§ Entries
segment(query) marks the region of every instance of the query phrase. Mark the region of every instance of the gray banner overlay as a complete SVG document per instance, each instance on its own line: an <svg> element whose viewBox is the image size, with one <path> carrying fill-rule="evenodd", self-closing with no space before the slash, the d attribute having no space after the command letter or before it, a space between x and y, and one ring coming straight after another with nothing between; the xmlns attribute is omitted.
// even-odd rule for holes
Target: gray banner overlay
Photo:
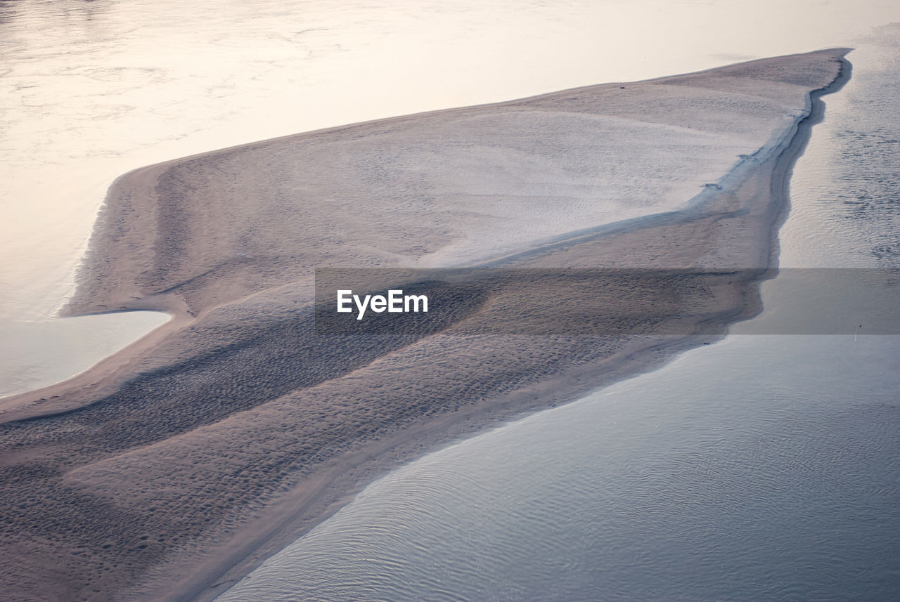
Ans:
<svg viewBox="0 0 900 602"><path fill-rule="evenodd" d="M690 334L732 323L742 334L900 334L900 270L316 270L319 334Z"/></svg>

§ Problem to solve
Render the lines above as a Markdown table with the columns "No." and "Line text", one row per line, omitting blank lines and excluding the pictures.

§ Answer to this task
| No. | Line text |
|---|---|
| 1 | segment(query) marks the region of every instance of the query phrase. Mark the region of every instance of the gray banner overlay as a complete SVG document per instance, each instance on its own line: an <svg> element whose viewBox is the image size, with one <path> carrying fill-rule="evenodd", self-closing with no space before the slash, the d attribute having no space after the command letter or before it, a space between x and y, and one ring coming straight after another with nothing between; the xmlns attribute is omitted. |
| 2 | // even-odd rule for holes |
| 3 | Target: gray banner overlay |
| 4 | Photo: |
| 5 | Ans: |
| 6 | <svg viewBox="0 0 900 602"><path fill-rule="evenodd" d="M690 334L732 323L742 334L900 334L900 270L316 270L319 334Z"/></svg> |